*WHAT THE TASK ASKS*: Reproduce word for word the part of the review of Fathers and Sons below that runs between "Fathers and Sons by" and "downy upper lip.", inclusive.

Monday, January 02, 2006

Fathers and Sons by Ivan Turgenev

I do not know what the general consensus is on this book. I personally am divided. I am not particularly fond of Russian literature. I got maybe three-quarters of the way through War and Peace before the people at the Jeopardy! tryouts told me to just shelve it and watch the movie, and so I gleefully returned the book to the library. It was that novel that introduced me to the more benign 19th century definition of "make love," so I suppose it had some merit. It's just that I can't forget the picture of the pregnant lady with the "beautiful" downy upper lip.

Anyways, Fathers and Sons was modestly enjoyable. The young Arkady brings home his idol- his nihlist friend Bazarov to meet his family and visit for a few weeks. Incidentally, the footnotes said Turgenev coined the term "nihilist." Arkady eventually loses his illusions of his friend's depths of enlightenment and abandons such a sad, deficient philosophy. Bazarov dies of typhoid fever, still resigned to his beliefs.

Everyone in the book seemed to be controlled by their personalities. Bazarov was congenitally predisposed to universal condemnation, and so he espoused it. Arkady was a simpler, "romantic" type, so he could not adopt Bazarov's mindset. The "intelligent" girl was cloying and unattractive; the beautiful, stately woman could never quite grasp Bazarov's sayings.

*PROVIDED INFORMATION*:

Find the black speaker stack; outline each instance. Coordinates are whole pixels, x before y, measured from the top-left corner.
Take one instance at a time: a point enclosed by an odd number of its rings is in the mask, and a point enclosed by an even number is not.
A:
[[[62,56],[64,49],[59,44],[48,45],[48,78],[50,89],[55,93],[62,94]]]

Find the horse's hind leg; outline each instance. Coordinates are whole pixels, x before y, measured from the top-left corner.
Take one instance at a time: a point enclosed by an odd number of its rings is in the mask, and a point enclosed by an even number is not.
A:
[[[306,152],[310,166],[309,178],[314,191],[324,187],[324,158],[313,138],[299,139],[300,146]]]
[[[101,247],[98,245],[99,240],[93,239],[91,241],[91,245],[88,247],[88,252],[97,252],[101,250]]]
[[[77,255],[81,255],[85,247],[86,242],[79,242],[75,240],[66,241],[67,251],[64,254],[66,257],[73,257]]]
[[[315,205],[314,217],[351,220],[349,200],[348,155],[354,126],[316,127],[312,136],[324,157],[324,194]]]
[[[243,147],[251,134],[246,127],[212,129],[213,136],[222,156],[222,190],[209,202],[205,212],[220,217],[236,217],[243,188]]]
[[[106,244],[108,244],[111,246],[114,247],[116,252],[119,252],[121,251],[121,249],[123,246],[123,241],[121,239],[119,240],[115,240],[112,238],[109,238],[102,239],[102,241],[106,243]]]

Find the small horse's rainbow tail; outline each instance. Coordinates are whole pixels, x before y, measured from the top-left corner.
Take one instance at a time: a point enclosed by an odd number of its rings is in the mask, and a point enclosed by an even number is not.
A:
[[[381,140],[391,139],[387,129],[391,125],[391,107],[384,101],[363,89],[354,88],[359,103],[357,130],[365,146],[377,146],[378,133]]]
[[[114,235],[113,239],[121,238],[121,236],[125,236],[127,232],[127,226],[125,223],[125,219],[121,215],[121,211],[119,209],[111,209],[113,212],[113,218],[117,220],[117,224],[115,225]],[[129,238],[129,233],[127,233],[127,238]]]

*RESPONSE TO THIS TASK*:
Fathers and Sons by Ivan Turgenev

I do not know what the general consensus is on this book. I personally am divided. I am not particularly fond of Russian literature. I got maybe three-quarters of the way through War and Peace before the people at the Jeopardy! tryouts told me to just shelve it and watch the movie, and so I gleefully returned the book to the library. It was that novel that introduced me to the more benign 19th century definition of "make love," so I suppose it had some merit. It's just that I can't forget the picture of the pregnant lady with the "beautiful" downy upper lip.